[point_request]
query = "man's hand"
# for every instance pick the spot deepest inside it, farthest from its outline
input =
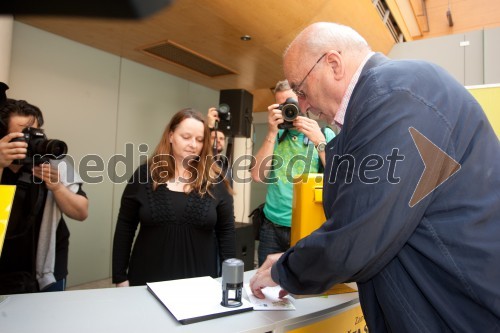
(212, 117)
(49, 174)
(10, 151)
(274, 118)
(310, 128)
(263, 279)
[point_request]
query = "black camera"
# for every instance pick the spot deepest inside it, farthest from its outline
(290, 111)
(223, 111)
(40, 149)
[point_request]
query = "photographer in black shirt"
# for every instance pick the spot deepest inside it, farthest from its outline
(35, 252)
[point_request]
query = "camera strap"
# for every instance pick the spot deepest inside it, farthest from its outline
(24, 188)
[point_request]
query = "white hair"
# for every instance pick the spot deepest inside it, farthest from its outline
(322, 36)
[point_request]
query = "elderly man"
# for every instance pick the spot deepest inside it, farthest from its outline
(421, 240)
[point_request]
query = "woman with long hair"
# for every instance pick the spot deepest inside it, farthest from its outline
(185, 210)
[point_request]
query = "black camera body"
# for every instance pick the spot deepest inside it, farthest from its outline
(290, 111)
(223, 111)
(40, 149)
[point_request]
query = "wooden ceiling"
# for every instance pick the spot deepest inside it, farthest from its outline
(212, 30)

▸ Work to be completed: Could you turn every line of the items above into a Markdown table with the columns "Row" and "Line," numbering each row and skipping blank lines? Leave the pictures out.

▸ Full answer:
| Row | Line |
|---|---|
| 1 | [point_request] |
| 2 | query = "man's hand" |
| 3 | # for every instance pick the spot deepest inside it, farthest from its outline |
| 4 | input = |
| 5 | (212, 117) |
| 6 | (49, 174) |
| 7 | (10, 151) |
| 8 | (274, 118) |
| 9 | (310, 128) |
| 10 | (263, 279) |
| 11 | [point_request] |
| 12 | query = "black camera" |
| 13 | # for every instance pick the spot deepest inside it, farthest from its outline |
| 14 | (290, 111) |
| 15 | (223, 111) |
| 16 | (40, 149) |
| 17 | [point_request] |
| 18 | query = "photographer in black shirt" |
| 19 | # for every instance pick the spot deepest inside it, farthest from its outline |
| 20 | (35, 252) |
| 21 | [point_request] |
| 22 | query = "camera strap" |
| 23 | # for every instance pick the spot deepest inside it, farthest from its outline |
| 24 | (24, 188) |
| 25 | [point_request] |
| 26 | query = "white hair" |
| 27 | # for every instance pick the spot deepest inside it, farthest from its outline |
| 28 | (322, 36) |
| 29 | [point_request] |
| 30 | query = "elderly man" |
| 31 | # for every instance pick the spot deepest inside it, farthest from its outline |
| 32 | (421, 240) |
| 33 | [point_request] |
| 34 | query = "woman with long hair" |
| 35 | # for every instance pick the spot deepest inside it, farthest from its outline |
| 36 | (185, 210) |
| 37 | [point_request] |
| 38 | query = "black camera body" |
| 39 | # for every instance pick the spot deepest inside it, farthest from its outline |
| 40 | (290, 111) |
| 41 | (223, 111) |
| 42 | (40, 149) |
| 43 | [point_request] |
| 44 | query = "wooden ceiling" |
| 45 | # for every instance pick the spot deepest inside it, farthest from its outline |
| 46 | (212, 30) |